====== SELECTED EXCERPT

The EIF (European Internet Foundation) hosted a dinner debate on Open Data, also known as the Public Sector Information (PSI), at the European Parliament, Brussels on Tuesday 24th January 2012. Attendees came from a broad range of commerce (including Microsoft, Facebook and Google), education, NGOs, national and regional government departments, and the European Commission and European Parliament. The event was hosted by MEP and EIF governor Marietje Schaake, and led by three speakers: Marcus Dapp who drove an innovative open data project for the City of Munich, Richard Swetenham who heads the Access to Information unit of DG Information Society at the European Commission, and Willem van Valkenburg who is director of Delft University’s OpenCourseWare project. A link to the EIF event site and speaker podcast is here and we have added further reference links at the bottom of this article.

============

▶ EXERCISE DIRECTIONS: Extend the report on the EIF dinner debate about open data, picking up right after its final sentence.

====== STORED ROWS

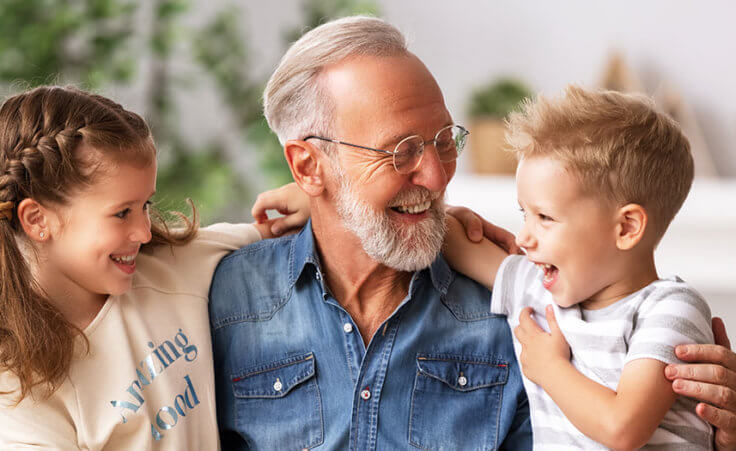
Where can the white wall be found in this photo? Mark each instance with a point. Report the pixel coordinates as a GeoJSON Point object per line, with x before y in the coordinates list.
{"type": "Point", "coordinates": [690, 45]}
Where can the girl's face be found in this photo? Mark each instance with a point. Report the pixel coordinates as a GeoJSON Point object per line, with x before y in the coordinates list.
{"type": "Point", "coordinates": [94, 240]}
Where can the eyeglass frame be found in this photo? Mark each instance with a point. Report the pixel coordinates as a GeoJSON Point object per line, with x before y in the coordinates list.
{"type": "Point", "coordinates": [393, 154]}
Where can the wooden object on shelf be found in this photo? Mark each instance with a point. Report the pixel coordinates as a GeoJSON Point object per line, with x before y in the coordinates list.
{"type": "Point", "coordinates": [487, 147]}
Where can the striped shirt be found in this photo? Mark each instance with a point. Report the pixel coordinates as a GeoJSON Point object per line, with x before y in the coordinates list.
{"type": "Point", "coordinates": [645, 324]}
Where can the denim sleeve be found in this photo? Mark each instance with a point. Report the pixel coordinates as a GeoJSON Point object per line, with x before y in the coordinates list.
{"type": "Point", "coordinates": [520, 433]}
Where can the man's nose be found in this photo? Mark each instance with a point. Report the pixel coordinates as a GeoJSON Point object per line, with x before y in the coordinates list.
{"type": "Point", "coordinates": [432, 173]}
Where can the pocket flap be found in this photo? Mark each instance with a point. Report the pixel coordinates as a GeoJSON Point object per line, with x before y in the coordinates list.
{"type": "Point", "coordinates": [463, 373]}
{"type": "Point", "coordinates": [275, 379]}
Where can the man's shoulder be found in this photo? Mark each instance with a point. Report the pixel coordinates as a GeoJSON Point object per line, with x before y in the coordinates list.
{"type": "Point", "coordinates": [250, 283]}
{"type": "Point", "coordinates": [467, 299]}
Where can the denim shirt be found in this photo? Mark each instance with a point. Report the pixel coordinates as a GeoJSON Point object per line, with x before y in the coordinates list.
{"type": "Point", "coordinates": [292, 371]}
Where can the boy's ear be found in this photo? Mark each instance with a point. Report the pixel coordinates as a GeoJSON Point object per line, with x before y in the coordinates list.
{"type": "Point", "coordinates": [34, 219]}
{"type": "Point", "coordinates": [631, 224]}
{"type": "Point", "coordinates": [307, 166]}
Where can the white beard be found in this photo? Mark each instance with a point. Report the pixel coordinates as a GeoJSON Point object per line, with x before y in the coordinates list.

============

▶ EXPECTED ANSWER:
Such an “obviously” good idea
Just about everyone agrees open data is a good idea, but some public bodies are resistant to change, or perhaps to the release of data whose quality would be put in question if viewed by a wider audience. Talking to a group of delegates after the dinner it was pointed out that opening up data would mean that mistakes would be spotted more quickly. Half the group thought this a good thing, half thought it bad! This, it seems, is the main barrier to opening up of public data.
But need evidence to persuade reluctant public bodies
Public sector attendees’ main plea was for examples and case studies that they could take back to persuade their departments to release data. The private sector, especially the start-up space, is well aware of apps and businesses that have sprung up on the back of publicly available data, but it seems these have not been collated anywhere for public servants to peruse. PolicyBloggers has done some digging and come up with a starter-resource for anyone needing examples, at the end of this article.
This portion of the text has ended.